## Begin Records to use
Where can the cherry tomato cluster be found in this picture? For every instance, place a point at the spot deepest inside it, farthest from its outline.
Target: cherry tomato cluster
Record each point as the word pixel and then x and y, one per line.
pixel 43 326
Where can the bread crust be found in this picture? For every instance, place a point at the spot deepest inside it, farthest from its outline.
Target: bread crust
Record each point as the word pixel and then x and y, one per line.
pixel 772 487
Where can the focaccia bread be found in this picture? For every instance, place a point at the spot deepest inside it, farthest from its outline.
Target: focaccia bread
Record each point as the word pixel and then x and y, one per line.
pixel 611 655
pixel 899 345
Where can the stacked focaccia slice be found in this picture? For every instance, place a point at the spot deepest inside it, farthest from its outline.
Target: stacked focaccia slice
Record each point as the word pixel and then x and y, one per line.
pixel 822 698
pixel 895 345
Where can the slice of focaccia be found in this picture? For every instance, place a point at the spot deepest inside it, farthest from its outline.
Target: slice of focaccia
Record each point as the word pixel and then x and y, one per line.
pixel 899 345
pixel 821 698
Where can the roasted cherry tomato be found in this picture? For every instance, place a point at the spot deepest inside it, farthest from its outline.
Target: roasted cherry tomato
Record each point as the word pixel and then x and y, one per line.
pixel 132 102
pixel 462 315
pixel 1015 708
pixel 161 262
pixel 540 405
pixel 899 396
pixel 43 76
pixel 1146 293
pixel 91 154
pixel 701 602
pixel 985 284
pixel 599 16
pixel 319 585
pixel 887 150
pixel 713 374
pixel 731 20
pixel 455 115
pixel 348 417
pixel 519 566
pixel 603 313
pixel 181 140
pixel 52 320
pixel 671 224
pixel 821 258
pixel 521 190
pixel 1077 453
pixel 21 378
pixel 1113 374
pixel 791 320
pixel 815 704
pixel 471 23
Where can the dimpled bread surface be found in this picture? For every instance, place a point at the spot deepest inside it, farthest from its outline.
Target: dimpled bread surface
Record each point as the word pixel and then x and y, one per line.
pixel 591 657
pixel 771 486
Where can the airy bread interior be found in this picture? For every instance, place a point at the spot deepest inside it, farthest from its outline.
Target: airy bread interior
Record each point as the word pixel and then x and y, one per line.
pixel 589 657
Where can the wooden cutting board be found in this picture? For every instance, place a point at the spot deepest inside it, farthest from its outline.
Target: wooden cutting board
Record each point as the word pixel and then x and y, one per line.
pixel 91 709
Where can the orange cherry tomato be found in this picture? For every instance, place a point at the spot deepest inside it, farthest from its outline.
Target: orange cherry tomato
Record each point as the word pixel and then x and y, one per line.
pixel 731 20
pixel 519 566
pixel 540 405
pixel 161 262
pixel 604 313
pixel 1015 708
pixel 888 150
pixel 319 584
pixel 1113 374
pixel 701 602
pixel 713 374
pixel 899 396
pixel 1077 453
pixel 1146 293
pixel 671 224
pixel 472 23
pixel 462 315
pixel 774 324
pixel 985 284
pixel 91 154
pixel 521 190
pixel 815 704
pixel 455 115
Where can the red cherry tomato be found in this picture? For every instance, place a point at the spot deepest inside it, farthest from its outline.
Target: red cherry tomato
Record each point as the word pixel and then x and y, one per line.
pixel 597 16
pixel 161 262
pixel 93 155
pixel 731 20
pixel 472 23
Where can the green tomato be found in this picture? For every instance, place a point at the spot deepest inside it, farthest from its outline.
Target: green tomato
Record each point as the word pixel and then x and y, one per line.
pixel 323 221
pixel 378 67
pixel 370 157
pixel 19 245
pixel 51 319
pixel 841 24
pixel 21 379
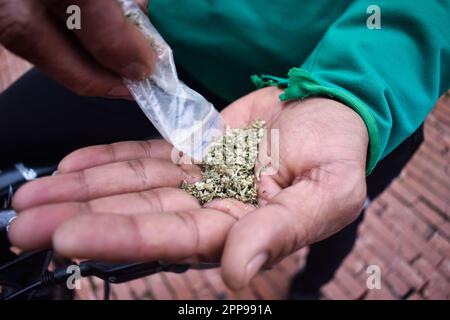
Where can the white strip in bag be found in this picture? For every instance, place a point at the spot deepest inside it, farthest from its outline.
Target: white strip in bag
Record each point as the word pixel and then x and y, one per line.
pixel 182 116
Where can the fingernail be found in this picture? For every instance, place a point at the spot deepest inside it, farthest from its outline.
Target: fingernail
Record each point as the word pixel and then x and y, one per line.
pixel 254 266
pixel 135 71
pixel 120 91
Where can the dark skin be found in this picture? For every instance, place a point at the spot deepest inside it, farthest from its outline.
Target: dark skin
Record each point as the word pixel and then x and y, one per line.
pixel 122 201
pixel 91 61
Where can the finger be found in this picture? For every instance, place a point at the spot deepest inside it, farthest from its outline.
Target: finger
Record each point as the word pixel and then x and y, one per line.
pixel 109 37
pixel 107 180
pixel 47 47
pixel 195 234
pixel 143 4
pixel 267 234
pixel 44 220
pixel 121 151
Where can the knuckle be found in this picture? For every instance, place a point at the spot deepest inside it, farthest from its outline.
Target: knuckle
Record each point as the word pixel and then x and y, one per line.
pixel 83 86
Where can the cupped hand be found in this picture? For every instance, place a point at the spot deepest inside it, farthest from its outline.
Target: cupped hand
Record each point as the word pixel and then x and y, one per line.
pixel 123 202
pixel 90 60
## End Records to use
_Prompt_: Lay out the part of the listing that opens with the line containing "Where can the slice" and closes with the line containing "pixel 821 698" as a two-column CSV with the header text,answer. Each row should pair a text with its answer, with each one in a single quoted field and line breaks turned into spaces.

_Solution below_:
text,answer
"Where can the slice of focaccia be found in this picture? For every instance, place a point at the spot deepest inside it, farthest from its outline. Target: slice of focaccia Record each point as the word pixel and then x and y, one per line.","pixel 899 345 pixel 821 698"